[Segmentation labeling lines]
※

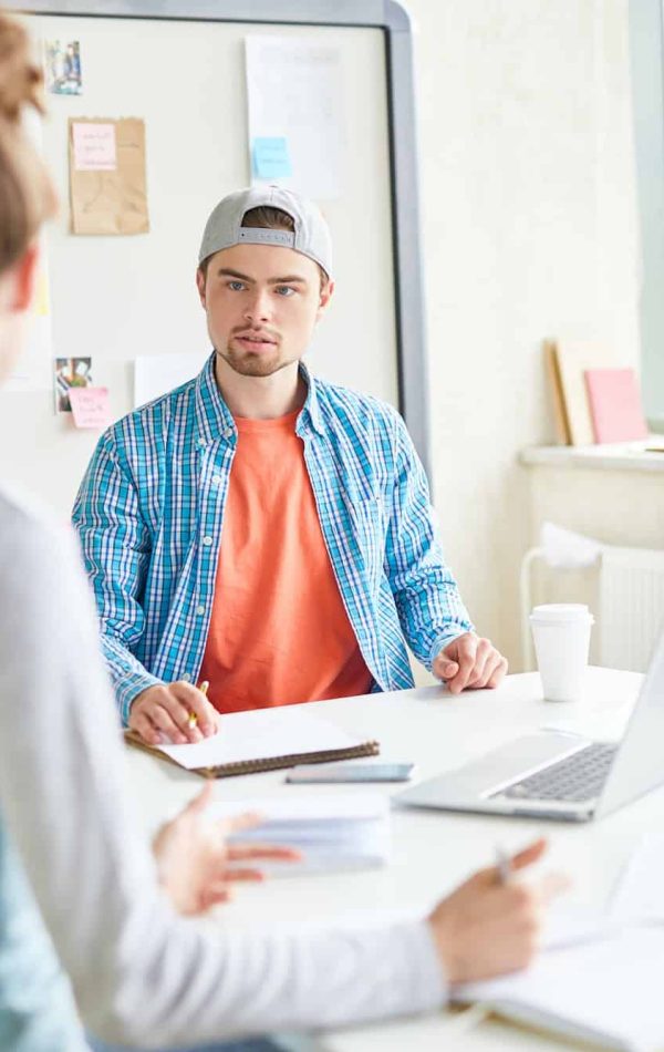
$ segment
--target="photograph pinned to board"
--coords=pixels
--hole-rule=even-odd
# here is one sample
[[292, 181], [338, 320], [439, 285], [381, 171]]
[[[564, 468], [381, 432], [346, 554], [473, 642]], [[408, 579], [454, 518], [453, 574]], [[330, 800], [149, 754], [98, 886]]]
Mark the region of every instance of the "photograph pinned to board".
[[245, 39], [251, 182], [317, 200], [342, 192], [341, 49], [324, 40]]
[[46, 91], [53, 95], [82, 95], [81, 44], [77, 40], [44, 41]]
[[145, 123], [70, 117], [72, 234], [147, 234]]
[[92, 358], [56, 358], [53, 368], [55, 412], [71, 413], [72, 388], [92, 386]]

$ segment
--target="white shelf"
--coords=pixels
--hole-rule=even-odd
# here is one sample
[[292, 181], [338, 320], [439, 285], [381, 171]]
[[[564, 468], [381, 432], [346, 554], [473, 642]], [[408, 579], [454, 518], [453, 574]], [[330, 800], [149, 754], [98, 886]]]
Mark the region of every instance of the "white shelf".
[[[649, 452], [658, 446], [656, 452]], [[647, 447], [647, 448], [646, 448]], [[620, 442], [606, 445], [533, 445], [521, 451], [521, 464], [528, 467], [577, 467], [601, 471], [664, 472], [664, 436], [649, 442]]]

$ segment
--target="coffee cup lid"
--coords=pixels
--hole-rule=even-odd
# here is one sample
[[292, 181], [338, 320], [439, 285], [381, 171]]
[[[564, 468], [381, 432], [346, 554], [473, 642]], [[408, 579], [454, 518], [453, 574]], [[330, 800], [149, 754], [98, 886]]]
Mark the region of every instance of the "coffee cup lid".
[[543, 602], [532, 608], [531, 621], [587, 621], [593, 620], [584, 602]]

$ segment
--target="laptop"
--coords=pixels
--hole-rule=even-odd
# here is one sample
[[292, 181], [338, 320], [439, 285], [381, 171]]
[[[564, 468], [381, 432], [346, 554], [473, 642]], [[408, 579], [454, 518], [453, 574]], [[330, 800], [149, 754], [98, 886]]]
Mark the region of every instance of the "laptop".
[[664, 783], [664, 637], [622, 741], [540, 731], [394, 797], [444, 811], [589, 822]]

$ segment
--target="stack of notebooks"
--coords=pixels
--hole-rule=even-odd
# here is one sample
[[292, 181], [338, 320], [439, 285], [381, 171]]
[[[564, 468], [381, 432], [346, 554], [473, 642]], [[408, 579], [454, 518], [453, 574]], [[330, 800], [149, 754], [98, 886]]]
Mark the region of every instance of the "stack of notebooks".
[[561, 445], [645, 442], [639, 378], [600, 344], [547, 340], [544, 362]]
[[293, 847], [302, 859], [263, 863], [260, 868], [279, 876], [372, 869], [390, 857], [390, 801], [377, 793], [288, 795], [211, 804], [212, 818], [251, 812], [260, 825], [231, 836], [235, 844], [278, 844]]
[[146, 745], [132, 731], [125, 733], [125, 740], [206, 778], [293, 767], [298, 763], [355, 760], [380, 752], [377, 742], [362, 741], [308, 712], [304, 705], [222, 715], [218, 733], [193, 745]]

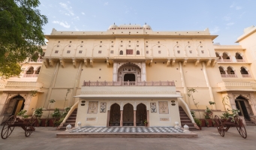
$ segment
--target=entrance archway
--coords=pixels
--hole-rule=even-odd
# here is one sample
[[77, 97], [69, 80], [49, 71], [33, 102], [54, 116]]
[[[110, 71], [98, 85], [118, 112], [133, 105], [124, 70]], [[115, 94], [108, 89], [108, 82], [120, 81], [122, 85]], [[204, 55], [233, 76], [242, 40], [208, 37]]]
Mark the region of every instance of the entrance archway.
[[123, 126], [134, 126], [134, 106], [131, 104], [124, 106]]
[[120, 126], [120, 106], [114, 104], [110, 107], [110, 124], [111, 126]]
[[242, 116], [246, 120], [250, 121], [250, 112], [251, 112], [249, 108], [249, 104], [245, 98], [241, 95], [237, 97], [235, 100], [236, 109], [240, 110], [239, 116]]
[[143, 104], [137, 106], [136, 125], [144, 126], [144, 121], [146, 119], [146, 106]]
[[135, 74], [125, 74], [124, 81], [135, 81]]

※

__GOAL OF THE EXERCISE__
Please print all of the lines above exactly, leaving out the pictures.

__TASK RESULT__
$ segment
--target="photograph pinned to board"
--coords=pixels
--hole-rule=even-odd
# here is one sample
[[292, 181], [338, 320], [439, 285], [381, 171]]
[[[564, 468], [381, 432], [346, 554], [473, 642]], [[408, 579], [454, 518], [453, 574]], [[330, 800], [149, 754], [98, 886]]]
Mark the region of every instance of the "photograph pinned to board".
[[245, 39], [251, 182], [317, 200], [342, 192], [341, 49], [324, 40]]
[[46, 91], [53, 95], [82, 95], [81, 44], [77, 40], [44, 41]]
[[145, 123], [70, 117], [72, 234], [147, 234]]
[[92, 358], [56, 358], [53, 368], [55, 412], [71, 413], [72, 388], [92, 386]]

$ segment
--target="white shelf"
--coords=pixels
--hole-rule=even-odd
# here is one sample
[[292, 181], [338, 320], [439, 285], [381, 171]]
[[[564, 468], [381, 432], [346, 554], [473, 642]], [[408, 579], [454, 518], [453, 574]], [[330, 800], [149, 754], [98, 886]]]
Mark the region of every instance of the "white shelf".
[[[649, 452], [658, 446], [656, 452]], [[647, 447], [647, 448], [646, 448]], [[620, 442], [606, 445], [533, 445], [521, 451], [521, 464], [528, 467], [577, 467], [601, 471], [664, 472], [664, 436], [649, 442]]]

$ segment
--target="coffee cup lid"
--coords=pixels
--hole-rule=even-odd
# here is one sample
[[292, 181], [338, 320], [439, 285], [381, 171]]
[[[564, 468], [381, 432], [346, 554], [473, 642]], [[408, 579], [454, 518], [453, 574]], [[330, 800], [149, 754], [98, 886]]]
Mark the region of every instance of the "coffee cup lid".
[[543, 602], [532, 608], [531, 621], [587, 621], [593, 620], [584, 602]]

$ segment
--target="laptop"
--coords=pixels
--hole-rule=even-odd
# here is one sample
[[292, 181], [338, 320], [439, 285], [381, 171]]
[[[564, 468], [381, 432], [346, 554], [473, 642]], [[408, 579], [454, 518], [453, 574]], [[330, 800], [149, 754], [98, 886]]]
Mark the region of every instance of the "laptop".
[[664, 783], [664, 637], [622, 741], [540, 731], [394, 797], [444, 811], [589, 822]]

$ segment
--target="stack of notebooks"
--coords=pixels
--hole-rule=even-odd
# here is one sample
[[292, 181], [338, 320], [439, 285], [381, 171]]
[[[564, 468], [381, 432], [346, 554], [473, 642]], [[408, 579], [454, 518], [453, 574]], [[330, 800], [149, 754], [98, 886]]]
Mark the region of every instance of the "stack of notebooks".
[[561, 445], [645, 442], [639, 378], [600, 344], [547, 340], [544, 362]]
[[293, 847], [302, 859], [263, 863], [260, 868], [279, 876], [372, 869], [390, 857], [390, 801], [377, 793], [288, 795], [211, 804], [212, 818], [251, 812], [260, 825], [231, 836], [235, 844], [278, 844]]
[[146, 745], [132, 731], [125, 733], [125, 740], [206, 778], [293, 767], [298, 763], [355, 760], [380, 752], [377, 742], [362, 741], [308, 712], [304, 705], [222, 715], [218, 733], [193, 745]]

$ segment
--target=entrance archway
--coords=pixels
--hole-rule=even-odd
# here is one sample
[[77, 97], [69, 80], [49, 71], [33, 102], [54, 116]]
[[[110, 71], [98, 85], [118, 112], [133, 105], [124, 70]], [[115, 94], [108, 89], [108, 82], [120, 81], [122, 85]], [[204, 55], [233, 76], [242, 40], [208, 37]]]
Mark the region of every instance of the entrance archway.
[[123, 126], [134, 126], [134, 106], [131, 104], [124, 106]]
[[120, 126], [120, 106], [114, 104], [110, 107], [110, 124], [111, 126]]
[[242, 116], [246, 120], [250, 121], [250, 112], [251, 112], [249, 108], [249, 104], [245, 98], [241, 95], [237, 97], [235, 100], [236, 109], [240, 110], [239, 116]]
[[143, 104], [137, 106], [136, 125], [144, 126], [144, 121], [146, 119], [146, 106]]
[[135, 74], [125, 74], [124, 81], [135, 81]]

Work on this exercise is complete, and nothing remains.